- [WHAT TO WORK ON]:
Tally the lines in the records below that contain the word "plume". What is the count? Give only the number.

(Excerpts from a pointing dataset)
Begin

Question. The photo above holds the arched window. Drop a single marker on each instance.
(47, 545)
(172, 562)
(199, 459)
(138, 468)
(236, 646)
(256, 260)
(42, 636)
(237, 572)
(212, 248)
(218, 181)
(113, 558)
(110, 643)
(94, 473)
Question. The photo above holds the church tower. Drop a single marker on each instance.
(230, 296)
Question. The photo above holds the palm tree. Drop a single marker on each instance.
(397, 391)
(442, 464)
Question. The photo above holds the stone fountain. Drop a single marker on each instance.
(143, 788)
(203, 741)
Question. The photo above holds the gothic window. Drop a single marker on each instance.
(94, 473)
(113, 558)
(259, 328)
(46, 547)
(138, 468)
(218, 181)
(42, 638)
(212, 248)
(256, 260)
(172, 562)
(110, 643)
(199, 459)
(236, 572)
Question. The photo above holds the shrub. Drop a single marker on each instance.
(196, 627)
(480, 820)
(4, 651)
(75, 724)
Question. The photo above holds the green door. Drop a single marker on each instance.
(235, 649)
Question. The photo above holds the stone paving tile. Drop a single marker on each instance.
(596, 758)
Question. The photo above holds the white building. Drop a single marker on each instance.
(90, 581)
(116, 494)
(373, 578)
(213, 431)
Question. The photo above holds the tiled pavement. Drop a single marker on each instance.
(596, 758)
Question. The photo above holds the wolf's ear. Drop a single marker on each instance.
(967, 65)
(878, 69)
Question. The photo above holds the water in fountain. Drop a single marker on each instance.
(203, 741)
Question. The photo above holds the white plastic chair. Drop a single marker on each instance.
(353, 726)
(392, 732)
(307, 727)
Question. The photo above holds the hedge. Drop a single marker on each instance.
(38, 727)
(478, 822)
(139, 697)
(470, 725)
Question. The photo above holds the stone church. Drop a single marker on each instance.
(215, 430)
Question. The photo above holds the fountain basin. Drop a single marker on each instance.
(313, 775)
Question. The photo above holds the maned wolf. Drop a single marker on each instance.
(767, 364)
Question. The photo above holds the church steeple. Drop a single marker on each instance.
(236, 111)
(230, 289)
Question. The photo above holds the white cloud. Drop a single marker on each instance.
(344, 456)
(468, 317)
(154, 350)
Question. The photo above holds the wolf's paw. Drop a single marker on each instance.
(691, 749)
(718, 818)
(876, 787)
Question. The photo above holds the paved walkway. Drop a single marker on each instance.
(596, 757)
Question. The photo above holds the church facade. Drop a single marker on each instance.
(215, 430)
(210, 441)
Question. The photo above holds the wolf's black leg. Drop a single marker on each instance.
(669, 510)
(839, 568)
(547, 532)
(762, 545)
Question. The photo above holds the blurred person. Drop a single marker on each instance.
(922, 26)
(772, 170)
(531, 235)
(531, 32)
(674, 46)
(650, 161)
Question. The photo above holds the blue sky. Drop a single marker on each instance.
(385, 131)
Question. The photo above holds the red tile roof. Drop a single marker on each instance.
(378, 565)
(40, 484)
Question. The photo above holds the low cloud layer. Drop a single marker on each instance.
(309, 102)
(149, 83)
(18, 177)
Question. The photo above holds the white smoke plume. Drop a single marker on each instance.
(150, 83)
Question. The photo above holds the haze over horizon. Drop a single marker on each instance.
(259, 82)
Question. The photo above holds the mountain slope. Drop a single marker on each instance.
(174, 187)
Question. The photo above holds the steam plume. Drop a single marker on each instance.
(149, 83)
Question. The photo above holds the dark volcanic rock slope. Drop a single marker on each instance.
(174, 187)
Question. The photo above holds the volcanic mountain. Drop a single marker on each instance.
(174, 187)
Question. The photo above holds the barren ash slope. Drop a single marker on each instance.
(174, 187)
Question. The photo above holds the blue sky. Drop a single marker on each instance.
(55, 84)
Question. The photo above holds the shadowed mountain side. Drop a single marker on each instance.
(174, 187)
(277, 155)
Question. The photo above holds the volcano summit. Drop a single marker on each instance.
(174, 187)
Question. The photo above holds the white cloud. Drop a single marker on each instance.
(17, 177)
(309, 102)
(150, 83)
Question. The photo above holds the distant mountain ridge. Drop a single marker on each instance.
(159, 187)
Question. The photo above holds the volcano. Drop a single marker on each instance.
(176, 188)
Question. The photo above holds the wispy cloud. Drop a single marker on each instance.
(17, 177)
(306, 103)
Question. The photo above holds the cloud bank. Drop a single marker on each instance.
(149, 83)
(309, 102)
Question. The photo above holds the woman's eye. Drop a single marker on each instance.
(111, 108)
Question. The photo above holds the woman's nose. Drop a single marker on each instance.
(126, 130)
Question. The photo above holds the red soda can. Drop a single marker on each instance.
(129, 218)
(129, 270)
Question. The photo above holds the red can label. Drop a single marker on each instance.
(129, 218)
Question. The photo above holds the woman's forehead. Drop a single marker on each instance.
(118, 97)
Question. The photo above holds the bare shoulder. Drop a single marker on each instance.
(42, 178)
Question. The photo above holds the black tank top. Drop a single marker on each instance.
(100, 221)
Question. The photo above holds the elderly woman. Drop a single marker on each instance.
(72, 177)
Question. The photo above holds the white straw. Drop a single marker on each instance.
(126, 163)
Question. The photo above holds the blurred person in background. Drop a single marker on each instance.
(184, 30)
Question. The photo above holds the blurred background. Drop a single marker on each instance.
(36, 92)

End
Begin

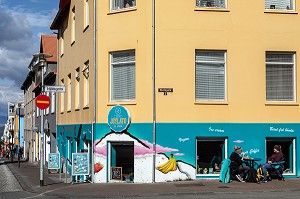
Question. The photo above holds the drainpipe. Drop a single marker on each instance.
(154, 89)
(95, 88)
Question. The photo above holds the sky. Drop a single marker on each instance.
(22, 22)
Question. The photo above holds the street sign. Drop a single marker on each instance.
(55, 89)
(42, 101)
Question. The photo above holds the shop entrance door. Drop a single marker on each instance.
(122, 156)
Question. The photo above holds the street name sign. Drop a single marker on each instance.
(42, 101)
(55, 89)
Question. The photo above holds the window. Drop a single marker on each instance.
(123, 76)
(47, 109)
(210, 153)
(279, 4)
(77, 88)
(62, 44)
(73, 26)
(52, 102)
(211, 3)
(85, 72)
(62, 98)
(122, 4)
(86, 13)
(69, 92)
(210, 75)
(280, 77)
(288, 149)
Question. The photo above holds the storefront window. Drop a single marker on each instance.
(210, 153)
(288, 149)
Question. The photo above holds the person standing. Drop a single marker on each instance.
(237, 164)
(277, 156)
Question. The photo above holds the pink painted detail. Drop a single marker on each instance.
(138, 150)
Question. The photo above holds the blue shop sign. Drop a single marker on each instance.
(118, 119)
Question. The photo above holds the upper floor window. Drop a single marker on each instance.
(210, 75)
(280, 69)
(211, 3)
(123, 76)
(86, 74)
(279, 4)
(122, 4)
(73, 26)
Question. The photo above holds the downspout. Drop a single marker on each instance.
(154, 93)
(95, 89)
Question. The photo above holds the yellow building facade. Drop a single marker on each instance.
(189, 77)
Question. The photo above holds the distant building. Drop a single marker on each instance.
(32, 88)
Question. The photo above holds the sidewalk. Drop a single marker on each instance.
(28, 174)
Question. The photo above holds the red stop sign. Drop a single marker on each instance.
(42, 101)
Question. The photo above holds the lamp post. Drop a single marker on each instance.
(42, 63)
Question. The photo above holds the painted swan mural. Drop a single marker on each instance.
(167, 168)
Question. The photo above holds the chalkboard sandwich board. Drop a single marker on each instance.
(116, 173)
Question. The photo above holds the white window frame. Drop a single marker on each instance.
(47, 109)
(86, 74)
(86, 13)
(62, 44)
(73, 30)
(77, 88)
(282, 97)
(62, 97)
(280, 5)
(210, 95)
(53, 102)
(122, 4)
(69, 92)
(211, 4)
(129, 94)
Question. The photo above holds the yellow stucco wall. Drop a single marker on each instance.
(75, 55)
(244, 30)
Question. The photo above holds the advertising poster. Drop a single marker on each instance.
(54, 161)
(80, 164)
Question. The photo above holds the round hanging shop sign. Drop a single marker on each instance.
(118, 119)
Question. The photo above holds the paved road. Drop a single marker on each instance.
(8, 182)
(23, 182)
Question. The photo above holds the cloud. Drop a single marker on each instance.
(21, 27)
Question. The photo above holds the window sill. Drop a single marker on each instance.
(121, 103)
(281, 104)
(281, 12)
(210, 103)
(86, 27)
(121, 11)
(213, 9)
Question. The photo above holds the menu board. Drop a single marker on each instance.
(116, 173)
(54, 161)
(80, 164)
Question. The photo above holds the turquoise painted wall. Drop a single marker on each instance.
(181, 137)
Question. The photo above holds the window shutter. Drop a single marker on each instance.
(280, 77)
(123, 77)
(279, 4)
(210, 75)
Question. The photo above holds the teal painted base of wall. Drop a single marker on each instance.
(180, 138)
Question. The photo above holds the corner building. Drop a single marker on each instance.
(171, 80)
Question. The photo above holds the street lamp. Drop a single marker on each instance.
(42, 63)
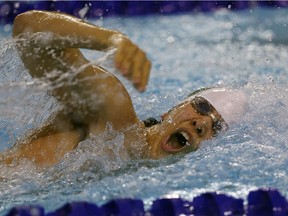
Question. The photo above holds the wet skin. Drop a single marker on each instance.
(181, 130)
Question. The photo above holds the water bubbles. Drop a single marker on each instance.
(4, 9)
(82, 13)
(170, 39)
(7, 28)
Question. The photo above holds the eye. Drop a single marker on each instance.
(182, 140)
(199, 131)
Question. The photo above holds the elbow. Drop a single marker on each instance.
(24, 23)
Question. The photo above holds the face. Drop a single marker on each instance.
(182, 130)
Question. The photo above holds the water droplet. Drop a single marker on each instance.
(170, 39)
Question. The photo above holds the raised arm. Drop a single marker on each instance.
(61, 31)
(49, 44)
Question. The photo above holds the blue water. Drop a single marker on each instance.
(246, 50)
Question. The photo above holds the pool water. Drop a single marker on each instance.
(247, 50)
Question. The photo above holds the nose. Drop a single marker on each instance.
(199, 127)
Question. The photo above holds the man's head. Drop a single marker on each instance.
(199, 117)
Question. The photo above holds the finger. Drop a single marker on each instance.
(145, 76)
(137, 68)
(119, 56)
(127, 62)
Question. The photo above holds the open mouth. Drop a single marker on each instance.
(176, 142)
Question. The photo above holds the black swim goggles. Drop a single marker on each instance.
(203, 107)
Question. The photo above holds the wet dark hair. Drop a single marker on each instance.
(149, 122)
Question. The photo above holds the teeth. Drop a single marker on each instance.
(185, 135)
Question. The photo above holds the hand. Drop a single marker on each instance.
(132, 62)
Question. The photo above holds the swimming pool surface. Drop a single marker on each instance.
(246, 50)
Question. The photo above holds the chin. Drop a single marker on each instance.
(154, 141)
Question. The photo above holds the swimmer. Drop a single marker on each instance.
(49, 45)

End
Begin

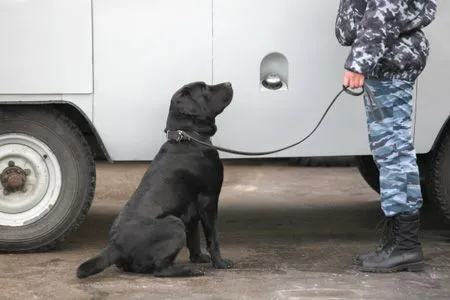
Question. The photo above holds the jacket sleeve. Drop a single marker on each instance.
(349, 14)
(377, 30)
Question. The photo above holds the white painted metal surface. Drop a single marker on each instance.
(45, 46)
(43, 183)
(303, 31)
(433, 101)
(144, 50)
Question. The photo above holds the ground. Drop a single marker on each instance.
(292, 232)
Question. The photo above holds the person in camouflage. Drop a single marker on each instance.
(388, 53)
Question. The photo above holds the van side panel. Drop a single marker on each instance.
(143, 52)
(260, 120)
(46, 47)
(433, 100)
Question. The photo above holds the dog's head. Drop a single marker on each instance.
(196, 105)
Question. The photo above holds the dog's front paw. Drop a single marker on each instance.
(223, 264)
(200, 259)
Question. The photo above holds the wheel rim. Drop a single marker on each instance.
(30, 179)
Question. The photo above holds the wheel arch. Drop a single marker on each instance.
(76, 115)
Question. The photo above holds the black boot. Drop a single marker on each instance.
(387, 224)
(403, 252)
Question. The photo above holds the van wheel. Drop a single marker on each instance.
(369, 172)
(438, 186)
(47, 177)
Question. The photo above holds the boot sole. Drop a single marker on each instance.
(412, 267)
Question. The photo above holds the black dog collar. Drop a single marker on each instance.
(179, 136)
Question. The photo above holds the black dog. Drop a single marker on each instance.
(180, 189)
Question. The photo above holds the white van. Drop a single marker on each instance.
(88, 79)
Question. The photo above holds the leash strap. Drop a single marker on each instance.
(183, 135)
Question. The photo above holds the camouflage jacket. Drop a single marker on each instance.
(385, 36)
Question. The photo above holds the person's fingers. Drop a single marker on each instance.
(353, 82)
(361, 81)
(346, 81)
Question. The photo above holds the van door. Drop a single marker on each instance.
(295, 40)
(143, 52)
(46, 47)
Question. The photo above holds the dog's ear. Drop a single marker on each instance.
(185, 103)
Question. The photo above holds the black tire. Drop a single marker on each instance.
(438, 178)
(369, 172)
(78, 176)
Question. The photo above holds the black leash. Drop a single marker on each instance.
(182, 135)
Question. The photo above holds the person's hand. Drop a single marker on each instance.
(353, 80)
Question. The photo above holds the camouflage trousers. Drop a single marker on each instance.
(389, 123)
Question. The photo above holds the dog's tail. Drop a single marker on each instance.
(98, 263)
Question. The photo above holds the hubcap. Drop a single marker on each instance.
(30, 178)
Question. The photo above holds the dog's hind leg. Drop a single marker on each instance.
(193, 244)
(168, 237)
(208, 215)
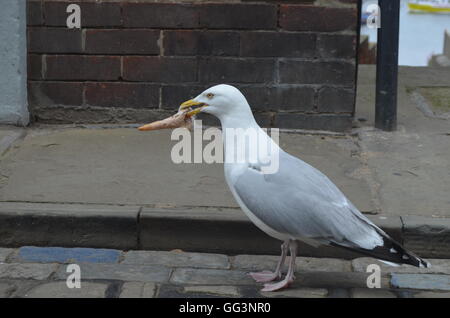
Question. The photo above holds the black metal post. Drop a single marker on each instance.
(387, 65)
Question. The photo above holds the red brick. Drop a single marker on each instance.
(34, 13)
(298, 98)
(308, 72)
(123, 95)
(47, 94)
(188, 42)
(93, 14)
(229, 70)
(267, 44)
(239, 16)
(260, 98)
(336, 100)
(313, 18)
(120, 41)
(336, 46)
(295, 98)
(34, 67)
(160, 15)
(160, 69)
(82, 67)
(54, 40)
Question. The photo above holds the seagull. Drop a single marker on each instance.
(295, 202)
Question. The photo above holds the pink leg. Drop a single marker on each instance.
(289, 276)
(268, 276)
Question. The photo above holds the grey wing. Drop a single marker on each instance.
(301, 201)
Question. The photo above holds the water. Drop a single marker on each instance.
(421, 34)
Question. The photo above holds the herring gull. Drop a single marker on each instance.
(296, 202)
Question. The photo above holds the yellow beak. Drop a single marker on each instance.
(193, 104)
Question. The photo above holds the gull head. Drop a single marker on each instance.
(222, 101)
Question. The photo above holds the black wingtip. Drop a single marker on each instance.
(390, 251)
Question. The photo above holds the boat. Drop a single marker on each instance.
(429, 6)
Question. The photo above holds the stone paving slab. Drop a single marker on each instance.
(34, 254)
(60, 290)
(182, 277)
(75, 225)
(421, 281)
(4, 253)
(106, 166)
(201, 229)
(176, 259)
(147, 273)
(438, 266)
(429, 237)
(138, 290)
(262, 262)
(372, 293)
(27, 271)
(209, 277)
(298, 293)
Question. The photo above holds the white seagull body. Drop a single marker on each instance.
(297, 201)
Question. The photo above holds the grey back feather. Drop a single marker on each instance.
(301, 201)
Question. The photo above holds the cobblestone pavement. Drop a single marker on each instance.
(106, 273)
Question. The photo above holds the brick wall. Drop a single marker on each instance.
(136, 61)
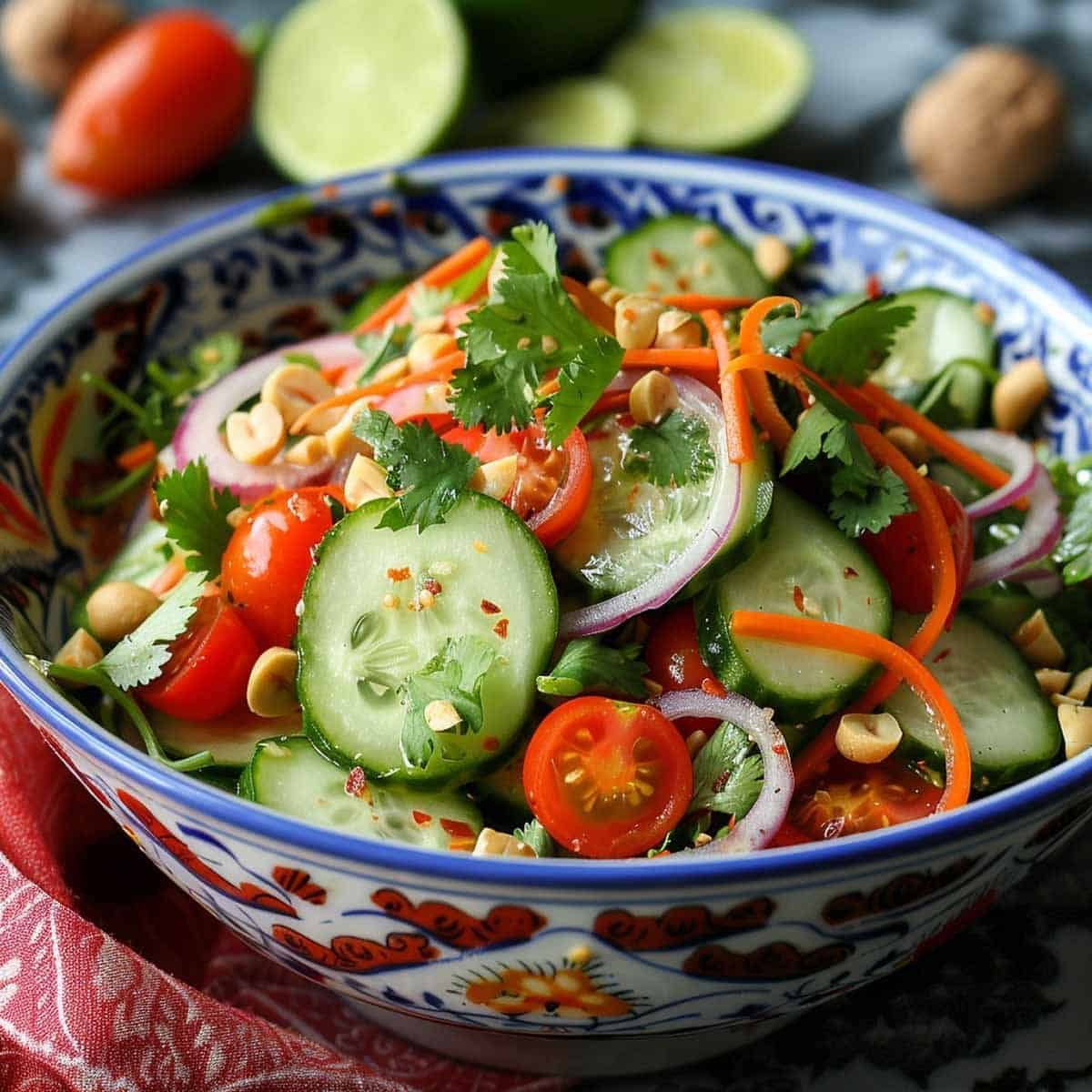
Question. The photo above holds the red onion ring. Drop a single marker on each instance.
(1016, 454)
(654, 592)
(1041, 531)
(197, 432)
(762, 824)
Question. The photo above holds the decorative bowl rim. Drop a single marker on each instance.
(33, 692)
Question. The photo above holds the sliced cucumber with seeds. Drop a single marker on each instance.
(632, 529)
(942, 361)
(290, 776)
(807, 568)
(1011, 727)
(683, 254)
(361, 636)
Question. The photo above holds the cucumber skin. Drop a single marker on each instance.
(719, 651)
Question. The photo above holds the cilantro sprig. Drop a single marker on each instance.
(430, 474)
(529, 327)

End

- [SOLUTION]:
2